## WHAT THE EXERCISE ASKS
From the essay about leaving the childhood home, transcribe word for word the passage between "A couple of" and "new and different?", inclusive.

Like many people before me, I had to admit that my parents’ ideal image and marriage was a utopia. Divorce after 28 years of “happiness” became a reality and a very overdramatic and dark one. About eight years later, my sister and I had to move out of the space where we were born, raised, that we grew up in and planned on staying in until the rest of our days, probably. A very difficult phase, but also a relief after so many years of struggling and waiting – at last a result that you could react to.
For some reason I keep on thinking back on some dreams that I had as a child about this old house being sold and my sister and I fighting for it… was that a dream or a sixth sense? So maybe in some way I was already mentally preparing to be strong for that day even before the age of six…
So, for a little longer than a week ago, I heard that Danish artist, Asemota, from the island of Bornholm, had used the demolished interior of the house to show his work and that it was free to enter. As a first reaction: of course I wouldn’t want to go and see it! it would be too hurtful and bizare to see the demolished interiors of “my” old house.
A couple of days later, I heard from someone else that the exhibition had been announced in television… that small reminder made me think again; I had just come back from a trip in Japan, which had made me decide to work harder on moving on and getting stronger, I had just told my sister about being tired of blaming the misery and recent psychological weaknesses on the exhaustion caused by family conflicts – and so, would it not exactly be a therapeutical must to go visit this messy old place, to realize that it was transforming into something new and different?

## EXCERPTED RECORDS
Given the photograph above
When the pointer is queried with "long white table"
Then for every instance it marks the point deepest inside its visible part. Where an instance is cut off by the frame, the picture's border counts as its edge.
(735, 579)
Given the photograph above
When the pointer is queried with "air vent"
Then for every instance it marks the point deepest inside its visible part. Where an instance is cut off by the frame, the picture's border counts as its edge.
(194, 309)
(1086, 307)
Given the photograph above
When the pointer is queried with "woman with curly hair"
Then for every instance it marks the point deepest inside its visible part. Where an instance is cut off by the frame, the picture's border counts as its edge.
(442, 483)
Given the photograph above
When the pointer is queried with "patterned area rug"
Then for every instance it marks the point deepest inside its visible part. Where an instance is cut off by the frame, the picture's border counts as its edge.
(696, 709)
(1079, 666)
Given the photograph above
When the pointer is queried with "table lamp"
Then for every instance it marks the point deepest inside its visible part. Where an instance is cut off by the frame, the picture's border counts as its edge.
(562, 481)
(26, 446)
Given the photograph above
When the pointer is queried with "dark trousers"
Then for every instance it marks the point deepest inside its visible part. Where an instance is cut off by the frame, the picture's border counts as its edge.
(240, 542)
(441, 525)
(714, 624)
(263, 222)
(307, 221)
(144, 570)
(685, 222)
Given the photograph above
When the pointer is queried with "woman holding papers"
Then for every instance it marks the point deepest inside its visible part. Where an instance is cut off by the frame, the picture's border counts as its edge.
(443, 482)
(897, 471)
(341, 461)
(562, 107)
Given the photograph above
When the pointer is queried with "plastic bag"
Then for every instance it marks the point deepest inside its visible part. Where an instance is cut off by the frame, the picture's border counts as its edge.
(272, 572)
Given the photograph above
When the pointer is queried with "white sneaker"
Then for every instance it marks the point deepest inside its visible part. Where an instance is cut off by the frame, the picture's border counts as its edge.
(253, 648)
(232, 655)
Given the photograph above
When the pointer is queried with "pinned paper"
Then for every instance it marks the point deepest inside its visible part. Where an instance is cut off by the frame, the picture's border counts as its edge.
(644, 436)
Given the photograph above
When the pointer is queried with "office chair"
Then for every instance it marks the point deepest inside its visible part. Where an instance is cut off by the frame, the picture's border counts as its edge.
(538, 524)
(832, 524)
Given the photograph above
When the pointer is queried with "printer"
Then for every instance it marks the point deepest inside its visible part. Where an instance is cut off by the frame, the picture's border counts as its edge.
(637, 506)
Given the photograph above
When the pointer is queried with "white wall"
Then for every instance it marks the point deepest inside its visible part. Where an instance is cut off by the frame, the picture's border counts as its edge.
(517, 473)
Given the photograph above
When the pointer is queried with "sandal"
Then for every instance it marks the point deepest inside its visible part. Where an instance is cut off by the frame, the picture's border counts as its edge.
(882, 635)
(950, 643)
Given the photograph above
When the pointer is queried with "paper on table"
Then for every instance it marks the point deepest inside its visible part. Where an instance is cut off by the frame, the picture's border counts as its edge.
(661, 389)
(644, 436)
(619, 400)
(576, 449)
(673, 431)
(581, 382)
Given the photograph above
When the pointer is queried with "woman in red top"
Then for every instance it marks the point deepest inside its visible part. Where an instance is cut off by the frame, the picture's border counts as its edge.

## EXERCISE SOLUTION
A couple of days later, I heard from someone else that the exhibition had been announced in television… that small reminder made me think again; I had just come back from a trip in Japan, which had made me decide to work harder on moving on and getting stronger, I had just told my sister about being tired of blaming the misery and recent psychological weaknesses on the exhaustion caused by family conflicts – and so, would it not exactly be a therapeutical must to go visit this messy old place, to realize that it was transforming into something new and different?